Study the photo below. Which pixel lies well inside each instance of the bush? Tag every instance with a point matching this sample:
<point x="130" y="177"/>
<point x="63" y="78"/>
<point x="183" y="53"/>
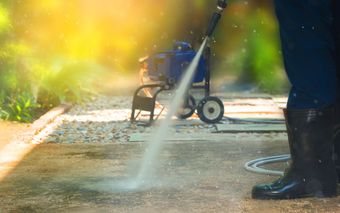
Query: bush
<point x="19" y="107"/>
==================================================
Quote the material word for word, dropping any images it holds.

(Answer to this problem):
Study the photo below. Which pixel lies well inside each instance of the bush? Tag every instance with a point matching this sample:
<point x="130" y="177"/>
<point x="63" y="78"/>
<point x="183" y="53"/>
Query: bush
<point x="19" y="107"/>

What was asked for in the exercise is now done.